§ Given passage:
::::::

The input I allows for receipt of signalling (e.g., by Bluetooth or over a WLAN) to the apparatus 100 from further components. The output O allows for onward provision of signalling from the apparatus 100 to further components. In this example the input I and output O are part of a connection bus that allows for connection of the apparatus 100 to further components. The processor 110 is a general purpose processor dedicated to executing/processing information received via the input I in accordance with instructions stored in the form of computer program code on the memory 120. The output signalling generated by such operations from the processor 110 is provided onwards to further components via the output O.

The memory 120 (not necessarily a single memory unit) is a computer readable medium (such as solid state memory, a hard drive, ROM, RAM, Flash or other memory) that stores computer program code. This computer program code stores instructions that are executable by the processor 110, when the program code is run on the processor 110. The internal connections between the memory 120 and the processor 110 can be understood to provide active coupling between the processor 110 and the memory 120 to allow the processor 110 to access the computer program code stored on the memory 120.

In this example the input I, output O, processor 110 and memory 120 are electrically connected internally to allow for communication between the respective components I, O, 110, 120, which in this example are located proximate to one another as an ASIC. In this way the components I, O, 110, 120 may be integrated in a single chip/circuit for installation in an electronic device. In other examples one or more or all of the components may be located separately (for example, throughout a portable electronic device such as devices 200, 300, or through a “cloud”, and/or may provide/support other functionality.

One or more examples of the apparatus 100 can be used as a component for another apparatus as in FIG. 2, which shows a variation of apparatus 100 incorporating the functionality of apparatus 100 over separate components. In other examples the device 200 may comprise apparatus 100 as a module (shown by the optional dashed line box) for a mobile phone, PDA or audio/video player or the like. Such a module, apparatus or device may just comprise a suitably configured memory and processor.

The example apparatus/device 200 comprises a display 240 such as a Liquid Crystal Display (LCD), e-Ink, or (capacitive) touch-screen user interface. The device 200 is configured such that it may receive, include, and/or otherwise access data. For example, device 200 comprises a communications unit 250 (such as a receiver, transmitter, and/or transceiver), in communication with an antenna 260 for connection to a wireless network and/or a port (not shown). Device 200 comprises a memory 220 for storing data, which may be received via antenna 260 or user interface 230. The processor 210 may receive data from the user interface 230, from the memory 220, or from the communication unit 250. The user interface 230 may comprise one or more input units, such as, for example, a physical and/or virtual button, a touch-sensitive panel, a capacitive touch-sensitive panel, and/or one or more sensors such as infra-red sensors or surface acoustic wave sensors. Data may be output to a user of device 200 via the display device 240, and/or any other output devices provided with apparatus. The processor 210 may also store the data for later user in the memory 220. The device contains components connected via communications bus 280.

::::::

§ Tasks for this exercise:
1 – List every kind of computer readable medium that the apparatus description names as an example for memory 120.
2 – Extend the apparatus description with a further paragraph that picks up after its last sentence.
The records come from a different source than the apparatus description.

§ Extracted data:
::::::

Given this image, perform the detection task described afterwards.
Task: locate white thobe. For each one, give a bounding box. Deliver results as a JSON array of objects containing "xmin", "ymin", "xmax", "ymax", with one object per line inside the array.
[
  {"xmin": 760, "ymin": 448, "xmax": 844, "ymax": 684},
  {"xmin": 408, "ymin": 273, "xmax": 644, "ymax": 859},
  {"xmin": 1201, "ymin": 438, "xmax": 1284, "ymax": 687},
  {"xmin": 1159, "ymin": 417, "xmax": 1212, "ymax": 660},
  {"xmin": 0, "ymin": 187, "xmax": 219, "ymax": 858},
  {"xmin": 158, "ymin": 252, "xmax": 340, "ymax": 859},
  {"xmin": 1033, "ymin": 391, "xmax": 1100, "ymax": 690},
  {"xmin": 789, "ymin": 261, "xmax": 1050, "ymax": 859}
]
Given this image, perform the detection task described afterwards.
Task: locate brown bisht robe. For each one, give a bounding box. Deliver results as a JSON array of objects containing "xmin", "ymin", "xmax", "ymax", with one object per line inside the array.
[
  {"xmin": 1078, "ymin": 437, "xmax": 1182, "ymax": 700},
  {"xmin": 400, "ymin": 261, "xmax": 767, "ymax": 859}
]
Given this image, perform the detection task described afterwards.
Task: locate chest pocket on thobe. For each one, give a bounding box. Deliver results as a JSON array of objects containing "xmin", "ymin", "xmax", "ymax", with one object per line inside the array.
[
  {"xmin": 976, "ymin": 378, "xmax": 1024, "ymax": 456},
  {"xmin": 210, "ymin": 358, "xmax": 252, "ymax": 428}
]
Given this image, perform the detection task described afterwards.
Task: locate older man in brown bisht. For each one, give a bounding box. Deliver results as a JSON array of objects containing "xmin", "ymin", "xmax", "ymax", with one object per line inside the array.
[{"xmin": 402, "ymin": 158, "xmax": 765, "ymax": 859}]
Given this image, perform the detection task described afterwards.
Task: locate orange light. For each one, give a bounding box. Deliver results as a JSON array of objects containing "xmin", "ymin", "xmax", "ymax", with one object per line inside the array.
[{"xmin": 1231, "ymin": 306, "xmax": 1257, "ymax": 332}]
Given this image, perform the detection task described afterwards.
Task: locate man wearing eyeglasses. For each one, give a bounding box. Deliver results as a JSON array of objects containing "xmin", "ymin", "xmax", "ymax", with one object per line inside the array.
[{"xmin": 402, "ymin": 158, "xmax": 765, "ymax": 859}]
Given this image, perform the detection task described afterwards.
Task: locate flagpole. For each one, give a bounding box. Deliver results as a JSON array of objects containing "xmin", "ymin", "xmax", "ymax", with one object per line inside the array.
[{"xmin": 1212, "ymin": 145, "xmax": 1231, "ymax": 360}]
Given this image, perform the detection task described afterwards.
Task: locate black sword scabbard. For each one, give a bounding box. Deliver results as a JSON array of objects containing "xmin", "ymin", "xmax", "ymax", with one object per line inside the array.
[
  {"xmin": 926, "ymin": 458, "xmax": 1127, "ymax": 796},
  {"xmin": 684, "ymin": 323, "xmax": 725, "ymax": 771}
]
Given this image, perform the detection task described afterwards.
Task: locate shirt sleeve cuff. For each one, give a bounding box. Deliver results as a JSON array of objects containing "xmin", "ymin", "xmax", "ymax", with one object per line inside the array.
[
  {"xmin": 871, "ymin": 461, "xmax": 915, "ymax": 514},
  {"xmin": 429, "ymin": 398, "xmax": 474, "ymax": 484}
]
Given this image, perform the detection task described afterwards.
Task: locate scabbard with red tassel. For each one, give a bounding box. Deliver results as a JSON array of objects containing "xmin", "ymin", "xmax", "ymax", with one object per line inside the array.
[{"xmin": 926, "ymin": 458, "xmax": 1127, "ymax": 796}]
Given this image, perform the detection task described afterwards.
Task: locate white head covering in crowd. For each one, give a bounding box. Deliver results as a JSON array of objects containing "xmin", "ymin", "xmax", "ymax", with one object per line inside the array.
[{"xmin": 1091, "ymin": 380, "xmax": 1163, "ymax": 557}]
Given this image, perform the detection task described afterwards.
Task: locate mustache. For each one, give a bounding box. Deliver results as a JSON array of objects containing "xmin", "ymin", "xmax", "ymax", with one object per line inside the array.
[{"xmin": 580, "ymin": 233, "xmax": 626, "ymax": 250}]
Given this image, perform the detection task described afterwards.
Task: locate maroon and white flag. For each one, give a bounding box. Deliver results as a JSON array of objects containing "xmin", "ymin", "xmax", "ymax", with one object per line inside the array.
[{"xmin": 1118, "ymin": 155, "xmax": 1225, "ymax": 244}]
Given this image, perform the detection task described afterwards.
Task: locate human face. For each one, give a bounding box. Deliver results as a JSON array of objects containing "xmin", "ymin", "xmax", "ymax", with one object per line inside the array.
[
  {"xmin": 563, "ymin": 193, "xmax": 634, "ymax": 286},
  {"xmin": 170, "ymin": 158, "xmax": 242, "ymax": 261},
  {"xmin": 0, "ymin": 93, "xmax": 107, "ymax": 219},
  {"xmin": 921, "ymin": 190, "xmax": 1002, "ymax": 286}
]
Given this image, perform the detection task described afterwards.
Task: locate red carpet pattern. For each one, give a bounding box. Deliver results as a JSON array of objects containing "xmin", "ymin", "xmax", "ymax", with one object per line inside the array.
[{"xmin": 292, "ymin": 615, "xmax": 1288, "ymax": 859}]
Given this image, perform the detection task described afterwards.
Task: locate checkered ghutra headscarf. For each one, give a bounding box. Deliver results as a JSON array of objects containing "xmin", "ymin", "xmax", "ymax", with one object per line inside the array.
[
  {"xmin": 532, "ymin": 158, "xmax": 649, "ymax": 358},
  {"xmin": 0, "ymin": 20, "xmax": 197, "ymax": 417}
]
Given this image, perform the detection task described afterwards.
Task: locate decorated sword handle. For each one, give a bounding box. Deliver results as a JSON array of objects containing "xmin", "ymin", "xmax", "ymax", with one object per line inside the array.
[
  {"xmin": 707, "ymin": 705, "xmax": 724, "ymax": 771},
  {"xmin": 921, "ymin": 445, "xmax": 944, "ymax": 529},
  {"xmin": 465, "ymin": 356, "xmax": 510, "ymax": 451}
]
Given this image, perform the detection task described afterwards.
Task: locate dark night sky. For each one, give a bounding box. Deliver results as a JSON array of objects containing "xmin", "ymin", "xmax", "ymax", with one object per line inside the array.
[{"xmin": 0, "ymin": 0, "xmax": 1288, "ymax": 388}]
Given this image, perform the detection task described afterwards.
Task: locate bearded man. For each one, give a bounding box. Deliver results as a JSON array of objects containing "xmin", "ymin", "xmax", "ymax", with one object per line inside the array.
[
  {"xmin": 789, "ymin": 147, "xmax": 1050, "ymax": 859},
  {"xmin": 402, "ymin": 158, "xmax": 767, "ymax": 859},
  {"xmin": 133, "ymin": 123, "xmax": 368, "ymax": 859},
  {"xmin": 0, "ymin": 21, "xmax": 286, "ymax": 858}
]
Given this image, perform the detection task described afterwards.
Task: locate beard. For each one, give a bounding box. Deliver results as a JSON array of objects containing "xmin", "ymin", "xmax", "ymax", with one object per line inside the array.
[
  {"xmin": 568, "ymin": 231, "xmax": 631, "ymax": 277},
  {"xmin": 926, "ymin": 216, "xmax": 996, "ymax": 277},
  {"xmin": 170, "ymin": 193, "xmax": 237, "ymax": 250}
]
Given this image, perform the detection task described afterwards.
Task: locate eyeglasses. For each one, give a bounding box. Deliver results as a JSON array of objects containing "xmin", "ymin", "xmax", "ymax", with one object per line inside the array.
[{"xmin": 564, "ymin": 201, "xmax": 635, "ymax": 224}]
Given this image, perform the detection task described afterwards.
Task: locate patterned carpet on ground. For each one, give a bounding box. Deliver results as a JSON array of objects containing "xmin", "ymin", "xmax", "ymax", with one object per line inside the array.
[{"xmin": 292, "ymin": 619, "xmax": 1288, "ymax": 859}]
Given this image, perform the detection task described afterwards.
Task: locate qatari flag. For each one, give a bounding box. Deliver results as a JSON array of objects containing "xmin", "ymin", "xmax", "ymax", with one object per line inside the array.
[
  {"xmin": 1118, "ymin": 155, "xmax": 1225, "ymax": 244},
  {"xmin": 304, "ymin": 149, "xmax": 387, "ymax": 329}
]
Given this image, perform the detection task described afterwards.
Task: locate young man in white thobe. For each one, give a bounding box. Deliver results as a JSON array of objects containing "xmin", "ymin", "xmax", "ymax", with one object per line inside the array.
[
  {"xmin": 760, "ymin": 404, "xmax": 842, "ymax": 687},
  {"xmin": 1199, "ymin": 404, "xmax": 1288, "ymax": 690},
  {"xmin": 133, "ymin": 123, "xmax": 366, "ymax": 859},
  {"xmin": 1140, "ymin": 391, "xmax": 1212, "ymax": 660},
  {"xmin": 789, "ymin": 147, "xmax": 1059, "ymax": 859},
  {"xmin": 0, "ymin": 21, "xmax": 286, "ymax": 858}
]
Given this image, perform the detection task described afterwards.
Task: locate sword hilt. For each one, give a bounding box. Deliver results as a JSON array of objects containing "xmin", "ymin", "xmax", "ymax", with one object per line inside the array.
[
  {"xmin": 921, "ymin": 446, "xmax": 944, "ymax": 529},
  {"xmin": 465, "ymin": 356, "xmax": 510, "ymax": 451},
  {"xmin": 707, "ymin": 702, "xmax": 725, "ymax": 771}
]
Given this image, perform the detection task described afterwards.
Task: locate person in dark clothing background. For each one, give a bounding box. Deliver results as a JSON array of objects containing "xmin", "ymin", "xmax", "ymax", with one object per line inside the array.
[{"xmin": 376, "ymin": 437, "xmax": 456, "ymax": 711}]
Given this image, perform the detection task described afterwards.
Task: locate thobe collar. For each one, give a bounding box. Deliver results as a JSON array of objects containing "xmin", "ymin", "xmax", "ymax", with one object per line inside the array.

::::::

§ Expected responses:
1 – Solid state memory, a hard drive, ROM, RAM, and Flash.

2 –
The communications unit 250 can be, for example, a receiver, transmitter, and/or transceiver, that is in communication with an antenna 260 for connecting to a wireless network (for example, to transmit a determined geographical location) and/or a port (not shown) for accepting a physical connection to a network, such that data may be received (e.g., from a white space access server) via one or more types of network. The communications (or data) bus 280 may provide active coupling between the processor 210 and the memory (or storage medium) 220 to allow the processor 210 to access the computer program code stored on the memory 220.

The memory 220 comprises computer program code in the same way as the memory 120 of apparatus 100, but may also comprise other data. The processor 210 may receive data from the user interface 230, from the memory 220, or from the communication unit 250. Regardless of the origin of the data, these data may be outputted to a user of device 200 via the display device 240, and/or any other output devices provided with apparatus. The processor 210 may also store the data for later user in the memory 220.

Device/apparatus 300 may be an electronic device, a portable electronic device a portable telecommunications device, or a module for such a device (such as a mobile telephone, smartphone, PDA or tablet computer). The apparatus 100 can be provided as a module for device 300, or even as a processor/memory for the device 300 or a processor/memory for a module for such a device 300. The device 300 comprises a processor 385 and a storage medium 390, which are electrically connected by a data bus 380. This data bus 380 can provide an active coupling between the processor 385 and the storage medium 390 to allow the processor 385 to access the computer program code.

The apparatus 100 in FIG. 3 is electrically connected to an input/output interface 370 that receives the output from the apparatus 100 and transmits this to the device 300 via data bus 380. Interface 370 can be connected via the data bus 380 to a display 375 (touch-sensitive or otherwise) that provides information from the apparatus 100 to a user. Display 375 can be part of the device 300 or can be separate. The device 300 also comprises a processor 385 that is configured for general control of the apparatus 100 as well as the device 300 by providing signalling to, and receiving signalling from, other device components to manage their operation.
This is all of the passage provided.